# Dataset entries
------------------------

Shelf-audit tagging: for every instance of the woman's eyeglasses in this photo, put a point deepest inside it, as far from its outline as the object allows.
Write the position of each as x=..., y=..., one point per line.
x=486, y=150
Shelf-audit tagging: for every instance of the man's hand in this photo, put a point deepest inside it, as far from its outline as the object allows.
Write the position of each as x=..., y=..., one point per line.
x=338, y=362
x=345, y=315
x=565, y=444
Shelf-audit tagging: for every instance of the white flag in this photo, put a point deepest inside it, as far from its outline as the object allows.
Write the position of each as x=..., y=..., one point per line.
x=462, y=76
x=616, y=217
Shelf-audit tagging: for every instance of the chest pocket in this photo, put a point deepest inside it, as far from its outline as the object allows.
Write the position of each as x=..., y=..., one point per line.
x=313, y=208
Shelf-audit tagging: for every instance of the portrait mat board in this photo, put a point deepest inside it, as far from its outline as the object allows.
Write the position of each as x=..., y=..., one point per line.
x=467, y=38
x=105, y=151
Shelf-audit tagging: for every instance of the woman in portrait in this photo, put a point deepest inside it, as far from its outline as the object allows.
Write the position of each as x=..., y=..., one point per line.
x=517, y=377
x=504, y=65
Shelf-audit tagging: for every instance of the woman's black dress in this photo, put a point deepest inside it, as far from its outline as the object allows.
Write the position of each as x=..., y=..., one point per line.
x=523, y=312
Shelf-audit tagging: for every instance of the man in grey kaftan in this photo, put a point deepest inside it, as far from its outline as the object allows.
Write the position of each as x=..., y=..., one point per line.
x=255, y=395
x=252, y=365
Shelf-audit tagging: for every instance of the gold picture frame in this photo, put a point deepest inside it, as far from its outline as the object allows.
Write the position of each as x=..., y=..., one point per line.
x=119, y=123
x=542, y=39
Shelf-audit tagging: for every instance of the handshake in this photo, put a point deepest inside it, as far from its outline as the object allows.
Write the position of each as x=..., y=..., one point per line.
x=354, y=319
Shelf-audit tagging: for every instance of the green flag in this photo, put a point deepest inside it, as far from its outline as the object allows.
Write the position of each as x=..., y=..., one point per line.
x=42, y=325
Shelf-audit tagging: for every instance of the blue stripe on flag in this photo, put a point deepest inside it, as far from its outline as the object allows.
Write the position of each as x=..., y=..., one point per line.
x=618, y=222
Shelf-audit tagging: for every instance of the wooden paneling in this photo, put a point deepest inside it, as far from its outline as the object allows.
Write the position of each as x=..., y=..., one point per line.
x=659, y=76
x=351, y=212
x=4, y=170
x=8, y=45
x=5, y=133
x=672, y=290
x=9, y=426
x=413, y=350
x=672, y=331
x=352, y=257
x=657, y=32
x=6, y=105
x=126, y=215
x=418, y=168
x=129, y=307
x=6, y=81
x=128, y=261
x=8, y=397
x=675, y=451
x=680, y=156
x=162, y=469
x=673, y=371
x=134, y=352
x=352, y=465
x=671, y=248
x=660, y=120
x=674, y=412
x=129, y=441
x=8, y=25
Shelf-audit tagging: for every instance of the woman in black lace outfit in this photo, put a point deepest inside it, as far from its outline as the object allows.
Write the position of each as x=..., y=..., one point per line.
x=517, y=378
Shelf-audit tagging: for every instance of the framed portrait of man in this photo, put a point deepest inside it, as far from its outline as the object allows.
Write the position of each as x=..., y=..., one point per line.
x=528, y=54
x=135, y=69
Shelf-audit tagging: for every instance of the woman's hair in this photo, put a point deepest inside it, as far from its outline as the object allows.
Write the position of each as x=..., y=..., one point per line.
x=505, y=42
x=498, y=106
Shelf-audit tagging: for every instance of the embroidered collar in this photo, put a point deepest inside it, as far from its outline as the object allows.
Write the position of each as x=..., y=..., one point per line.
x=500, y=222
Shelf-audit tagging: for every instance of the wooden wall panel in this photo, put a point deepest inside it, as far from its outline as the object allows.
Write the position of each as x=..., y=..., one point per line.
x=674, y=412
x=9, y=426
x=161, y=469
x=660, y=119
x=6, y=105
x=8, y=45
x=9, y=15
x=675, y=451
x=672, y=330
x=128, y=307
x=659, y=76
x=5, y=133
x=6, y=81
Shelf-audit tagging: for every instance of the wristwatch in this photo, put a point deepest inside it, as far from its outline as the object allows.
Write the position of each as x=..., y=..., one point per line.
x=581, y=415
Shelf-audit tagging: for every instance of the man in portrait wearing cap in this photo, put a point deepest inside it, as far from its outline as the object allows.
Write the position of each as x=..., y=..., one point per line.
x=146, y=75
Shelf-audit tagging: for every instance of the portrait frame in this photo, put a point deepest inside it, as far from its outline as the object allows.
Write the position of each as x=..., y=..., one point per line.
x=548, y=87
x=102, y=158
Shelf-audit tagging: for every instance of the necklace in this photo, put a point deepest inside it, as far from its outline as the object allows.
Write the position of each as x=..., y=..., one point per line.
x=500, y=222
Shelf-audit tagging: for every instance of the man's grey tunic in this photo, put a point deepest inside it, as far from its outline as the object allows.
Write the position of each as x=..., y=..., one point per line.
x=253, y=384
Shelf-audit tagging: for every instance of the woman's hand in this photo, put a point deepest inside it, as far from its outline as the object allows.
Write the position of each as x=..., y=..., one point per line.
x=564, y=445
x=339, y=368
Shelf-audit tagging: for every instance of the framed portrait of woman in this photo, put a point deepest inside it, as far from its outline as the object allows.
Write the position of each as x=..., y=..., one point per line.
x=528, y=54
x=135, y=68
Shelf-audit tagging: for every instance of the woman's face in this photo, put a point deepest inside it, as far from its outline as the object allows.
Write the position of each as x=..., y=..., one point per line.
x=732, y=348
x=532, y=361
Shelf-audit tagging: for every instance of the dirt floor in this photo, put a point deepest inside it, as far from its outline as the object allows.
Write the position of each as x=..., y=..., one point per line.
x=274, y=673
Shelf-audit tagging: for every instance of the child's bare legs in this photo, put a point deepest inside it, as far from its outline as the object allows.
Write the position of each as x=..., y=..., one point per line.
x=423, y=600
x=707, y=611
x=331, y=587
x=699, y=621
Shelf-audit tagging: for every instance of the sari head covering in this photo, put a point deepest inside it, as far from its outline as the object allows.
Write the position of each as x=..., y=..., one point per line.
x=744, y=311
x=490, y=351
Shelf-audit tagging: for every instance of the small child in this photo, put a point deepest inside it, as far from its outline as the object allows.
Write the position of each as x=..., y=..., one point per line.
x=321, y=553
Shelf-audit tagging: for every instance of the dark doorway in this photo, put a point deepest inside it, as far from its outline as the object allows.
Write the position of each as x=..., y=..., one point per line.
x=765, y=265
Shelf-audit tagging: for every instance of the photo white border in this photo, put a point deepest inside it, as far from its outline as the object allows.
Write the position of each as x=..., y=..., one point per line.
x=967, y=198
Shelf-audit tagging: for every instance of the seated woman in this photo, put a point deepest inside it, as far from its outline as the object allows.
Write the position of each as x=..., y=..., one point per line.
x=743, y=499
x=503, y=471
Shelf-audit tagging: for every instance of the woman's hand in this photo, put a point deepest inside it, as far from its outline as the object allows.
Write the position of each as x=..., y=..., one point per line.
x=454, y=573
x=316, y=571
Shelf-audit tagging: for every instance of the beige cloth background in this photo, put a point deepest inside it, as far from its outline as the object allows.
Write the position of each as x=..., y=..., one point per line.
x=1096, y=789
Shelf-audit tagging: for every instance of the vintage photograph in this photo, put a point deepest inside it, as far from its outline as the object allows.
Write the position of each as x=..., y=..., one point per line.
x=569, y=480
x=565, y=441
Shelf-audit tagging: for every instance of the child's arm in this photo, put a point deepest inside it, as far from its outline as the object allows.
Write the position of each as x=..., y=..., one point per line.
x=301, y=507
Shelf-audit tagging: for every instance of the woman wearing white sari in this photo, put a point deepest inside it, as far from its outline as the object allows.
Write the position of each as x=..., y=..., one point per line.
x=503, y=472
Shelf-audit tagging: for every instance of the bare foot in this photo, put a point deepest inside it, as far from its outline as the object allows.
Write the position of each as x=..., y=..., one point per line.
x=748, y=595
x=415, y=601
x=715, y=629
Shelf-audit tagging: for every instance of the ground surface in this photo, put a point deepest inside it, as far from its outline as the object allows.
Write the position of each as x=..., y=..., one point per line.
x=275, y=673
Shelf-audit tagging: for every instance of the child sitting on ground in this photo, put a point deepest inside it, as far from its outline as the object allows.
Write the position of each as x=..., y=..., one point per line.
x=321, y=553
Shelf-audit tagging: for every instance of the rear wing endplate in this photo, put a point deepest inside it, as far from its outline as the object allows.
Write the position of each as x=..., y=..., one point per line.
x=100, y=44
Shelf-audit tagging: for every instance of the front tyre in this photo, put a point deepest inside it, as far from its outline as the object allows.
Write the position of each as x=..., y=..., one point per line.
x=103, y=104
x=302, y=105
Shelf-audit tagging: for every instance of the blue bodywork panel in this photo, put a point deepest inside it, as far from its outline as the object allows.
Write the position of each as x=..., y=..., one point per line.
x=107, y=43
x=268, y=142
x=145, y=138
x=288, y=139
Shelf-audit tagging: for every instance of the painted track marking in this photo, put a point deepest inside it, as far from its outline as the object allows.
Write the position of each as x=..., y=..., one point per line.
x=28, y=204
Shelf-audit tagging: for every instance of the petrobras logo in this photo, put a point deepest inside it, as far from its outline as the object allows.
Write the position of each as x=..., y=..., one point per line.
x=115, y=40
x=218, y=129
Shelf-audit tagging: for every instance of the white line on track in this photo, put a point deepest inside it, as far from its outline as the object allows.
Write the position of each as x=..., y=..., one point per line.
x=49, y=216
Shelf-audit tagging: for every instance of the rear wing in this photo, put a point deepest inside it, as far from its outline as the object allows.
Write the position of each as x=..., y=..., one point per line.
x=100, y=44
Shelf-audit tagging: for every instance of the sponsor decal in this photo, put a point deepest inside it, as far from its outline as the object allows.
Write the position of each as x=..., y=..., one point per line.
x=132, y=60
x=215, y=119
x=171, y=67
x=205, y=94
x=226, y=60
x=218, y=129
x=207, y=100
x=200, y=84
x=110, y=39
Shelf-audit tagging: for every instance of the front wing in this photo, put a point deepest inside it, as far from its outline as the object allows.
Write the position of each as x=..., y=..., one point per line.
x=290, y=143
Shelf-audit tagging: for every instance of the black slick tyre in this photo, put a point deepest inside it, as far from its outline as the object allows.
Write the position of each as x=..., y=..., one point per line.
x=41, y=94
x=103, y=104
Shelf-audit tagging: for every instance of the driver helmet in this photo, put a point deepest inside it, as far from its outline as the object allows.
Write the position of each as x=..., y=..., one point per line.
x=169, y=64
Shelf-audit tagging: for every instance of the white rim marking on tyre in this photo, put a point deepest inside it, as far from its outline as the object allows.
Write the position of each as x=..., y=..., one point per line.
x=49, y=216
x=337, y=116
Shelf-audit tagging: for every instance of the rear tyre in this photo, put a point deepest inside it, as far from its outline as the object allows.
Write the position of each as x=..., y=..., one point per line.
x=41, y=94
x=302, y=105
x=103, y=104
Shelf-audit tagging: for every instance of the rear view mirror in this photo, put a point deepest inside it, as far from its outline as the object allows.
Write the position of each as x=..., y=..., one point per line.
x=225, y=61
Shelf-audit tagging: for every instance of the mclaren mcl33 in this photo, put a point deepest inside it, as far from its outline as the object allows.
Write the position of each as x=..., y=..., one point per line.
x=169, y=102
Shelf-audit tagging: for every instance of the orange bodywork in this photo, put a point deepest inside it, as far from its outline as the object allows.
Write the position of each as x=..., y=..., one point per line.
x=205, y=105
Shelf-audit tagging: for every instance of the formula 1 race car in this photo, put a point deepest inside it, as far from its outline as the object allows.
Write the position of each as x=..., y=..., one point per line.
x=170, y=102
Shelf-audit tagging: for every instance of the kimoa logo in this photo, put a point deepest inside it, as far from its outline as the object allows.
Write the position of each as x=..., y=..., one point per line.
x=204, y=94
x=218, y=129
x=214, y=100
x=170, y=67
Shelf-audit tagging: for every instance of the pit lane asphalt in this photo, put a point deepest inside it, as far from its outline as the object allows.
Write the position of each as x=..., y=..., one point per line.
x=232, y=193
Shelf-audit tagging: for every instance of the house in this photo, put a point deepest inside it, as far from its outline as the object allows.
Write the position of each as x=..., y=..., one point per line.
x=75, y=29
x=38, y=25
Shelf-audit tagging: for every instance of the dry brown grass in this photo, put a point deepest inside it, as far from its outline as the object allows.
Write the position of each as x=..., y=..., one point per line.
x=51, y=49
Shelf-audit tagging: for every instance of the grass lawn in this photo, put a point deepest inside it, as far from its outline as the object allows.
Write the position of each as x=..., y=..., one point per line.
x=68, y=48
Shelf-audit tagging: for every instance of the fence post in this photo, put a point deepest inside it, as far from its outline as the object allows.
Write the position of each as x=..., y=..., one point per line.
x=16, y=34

------------------------

# AIM OF THE EXERCISE
Copy out each line of the data where the string "wearing" appears.

# RESULT BELOW
Shelf-audit tagging: for every instance of the man in portrait wearing cap in this photo, put a point deepest inside it, as far from its outline as the object allows.
Shelf-audit tagging: for every instance of the woman wearing white sari in this photo, put a point deepest inside it, as far from its outline as the object allows.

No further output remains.